§ **Task prompt**
Arrange the items between the lines holding "Habitat-census task: mark the curved" and "point(91, 38)", inclusive, as a Markdown table with the columns Row and Item line, numbering each row and omitting blank lines.
## BEGIN
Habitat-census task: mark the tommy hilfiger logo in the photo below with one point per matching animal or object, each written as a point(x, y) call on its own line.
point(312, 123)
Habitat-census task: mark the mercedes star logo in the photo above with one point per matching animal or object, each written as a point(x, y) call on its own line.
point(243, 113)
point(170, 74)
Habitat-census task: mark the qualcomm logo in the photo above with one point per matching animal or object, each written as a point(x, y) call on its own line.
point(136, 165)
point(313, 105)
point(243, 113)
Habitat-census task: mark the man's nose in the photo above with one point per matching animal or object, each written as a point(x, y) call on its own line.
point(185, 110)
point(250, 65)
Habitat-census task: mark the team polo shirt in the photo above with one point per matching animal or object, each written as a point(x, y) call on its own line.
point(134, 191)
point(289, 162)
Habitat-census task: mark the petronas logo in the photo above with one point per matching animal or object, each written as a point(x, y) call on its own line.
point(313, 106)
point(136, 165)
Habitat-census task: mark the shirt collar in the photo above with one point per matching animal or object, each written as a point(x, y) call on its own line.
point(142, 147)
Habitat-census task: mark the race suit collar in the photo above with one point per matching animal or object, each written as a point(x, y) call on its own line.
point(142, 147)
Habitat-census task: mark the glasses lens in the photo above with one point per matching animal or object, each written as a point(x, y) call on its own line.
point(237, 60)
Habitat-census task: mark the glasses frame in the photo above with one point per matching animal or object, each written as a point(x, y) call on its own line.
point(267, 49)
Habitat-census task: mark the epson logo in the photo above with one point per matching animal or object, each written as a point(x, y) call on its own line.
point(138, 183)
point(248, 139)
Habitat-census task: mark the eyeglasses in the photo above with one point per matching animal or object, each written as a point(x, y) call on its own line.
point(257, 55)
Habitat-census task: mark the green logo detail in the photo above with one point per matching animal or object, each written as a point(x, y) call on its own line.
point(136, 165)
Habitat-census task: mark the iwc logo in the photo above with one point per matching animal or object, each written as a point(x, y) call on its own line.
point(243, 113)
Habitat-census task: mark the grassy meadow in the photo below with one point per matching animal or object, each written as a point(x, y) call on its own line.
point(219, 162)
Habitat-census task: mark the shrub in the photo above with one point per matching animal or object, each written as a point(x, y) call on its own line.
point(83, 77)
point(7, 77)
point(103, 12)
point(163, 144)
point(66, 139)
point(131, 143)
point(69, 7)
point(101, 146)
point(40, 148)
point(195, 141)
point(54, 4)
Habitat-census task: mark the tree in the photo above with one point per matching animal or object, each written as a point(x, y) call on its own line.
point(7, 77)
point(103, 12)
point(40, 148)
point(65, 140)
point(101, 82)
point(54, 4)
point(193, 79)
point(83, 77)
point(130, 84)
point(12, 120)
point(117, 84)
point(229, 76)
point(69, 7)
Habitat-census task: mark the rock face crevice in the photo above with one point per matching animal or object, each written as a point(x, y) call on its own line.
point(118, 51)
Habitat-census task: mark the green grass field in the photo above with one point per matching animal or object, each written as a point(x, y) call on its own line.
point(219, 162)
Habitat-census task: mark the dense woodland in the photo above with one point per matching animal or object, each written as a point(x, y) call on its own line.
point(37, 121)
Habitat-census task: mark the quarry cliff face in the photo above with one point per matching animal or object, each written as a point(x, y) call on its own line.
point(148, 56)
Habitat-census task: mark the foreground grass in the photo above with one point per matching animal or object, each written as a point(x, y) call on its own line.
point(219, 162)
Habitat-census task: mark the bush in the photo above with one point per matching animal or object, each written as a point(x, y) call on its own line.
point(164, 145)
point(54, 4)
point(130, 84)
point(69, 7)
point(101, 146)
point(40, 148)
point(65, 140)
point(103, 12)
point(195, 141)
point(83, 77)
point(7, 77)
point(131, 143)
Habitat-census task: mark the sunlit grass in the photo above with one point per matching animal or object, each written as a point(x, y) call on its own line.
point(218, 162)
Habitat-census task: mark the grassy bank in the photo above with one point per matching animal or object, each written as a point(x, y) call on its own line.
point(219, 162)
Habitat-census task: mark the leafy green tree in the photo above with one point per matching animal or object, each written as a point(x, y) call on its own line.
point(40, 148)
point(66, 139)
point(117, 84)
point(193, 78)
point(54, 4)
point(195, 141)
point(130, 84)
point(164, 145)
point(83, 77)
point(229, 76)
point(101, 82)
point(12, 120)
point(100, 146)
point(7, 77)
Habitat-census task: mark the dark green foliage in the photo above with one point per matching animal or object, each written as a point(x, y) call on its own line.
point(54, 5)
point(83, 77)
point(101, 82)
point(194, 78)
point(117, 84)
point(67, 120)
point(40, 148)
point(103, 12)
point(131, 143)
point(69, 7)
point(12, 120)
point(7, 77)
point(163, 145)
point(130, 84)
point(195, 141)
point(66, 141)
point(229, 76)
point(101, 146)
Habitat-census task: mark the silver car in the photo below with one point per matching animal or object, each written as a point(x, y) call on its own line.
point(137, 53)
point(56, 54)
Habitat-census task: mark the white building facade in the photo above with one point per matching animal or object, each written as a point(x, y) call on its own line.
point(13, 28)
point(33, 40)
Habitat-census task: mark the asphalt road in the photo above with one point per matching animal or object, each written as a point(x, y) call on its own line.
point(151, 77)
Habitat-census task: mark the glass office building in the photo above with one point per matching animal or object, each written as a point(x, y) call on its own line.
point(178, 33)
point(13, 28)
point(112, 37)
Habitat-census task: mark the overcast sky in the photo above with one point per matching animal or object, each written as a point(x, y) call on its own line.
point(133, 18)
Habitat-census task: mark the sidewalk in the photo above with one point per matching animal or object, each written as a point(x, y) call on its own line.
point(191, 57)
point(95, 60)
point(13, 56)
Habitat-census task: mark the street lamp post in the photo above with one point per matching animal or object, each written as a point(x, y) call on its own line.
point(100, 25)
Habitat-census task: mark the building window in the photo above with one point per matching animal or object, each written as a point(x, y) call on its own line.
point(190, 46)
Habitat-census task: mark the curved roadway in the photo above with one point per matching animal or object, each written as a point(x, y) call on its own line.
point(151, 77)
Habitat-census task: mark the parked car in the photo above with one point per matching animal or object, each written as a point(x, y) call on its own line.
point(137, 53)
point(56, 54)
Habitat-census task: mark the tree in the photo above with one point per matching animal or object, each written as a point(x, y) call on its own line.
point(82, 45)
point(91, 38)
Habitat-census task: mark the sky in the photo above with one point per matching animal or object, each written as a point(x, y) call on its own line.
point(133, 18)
## END
§ **Exercise output**
| Row | Item line |
|---|---|
| 1 | Habitat-census task: mark the curved roadway in the photo above with one point per matching animal or object, each written as a point(x, y) call on its own line. |
| 2 | point(151, 77) |
| 3 | Habitat-census task: mark the parked car in the photo above with one point per matching animal or object, each written as a point(x, y) call on its own line. |
| 4 | point(137, 53) |
| 5 | point(56, 54) |
| 6 | Habitat-census task: mark the tree in the photo above with one point per matching animal or object, each written as a point(x, y) call on its own line. |
| 7 | point(82, 45) |
| 8 | point(91, 38) |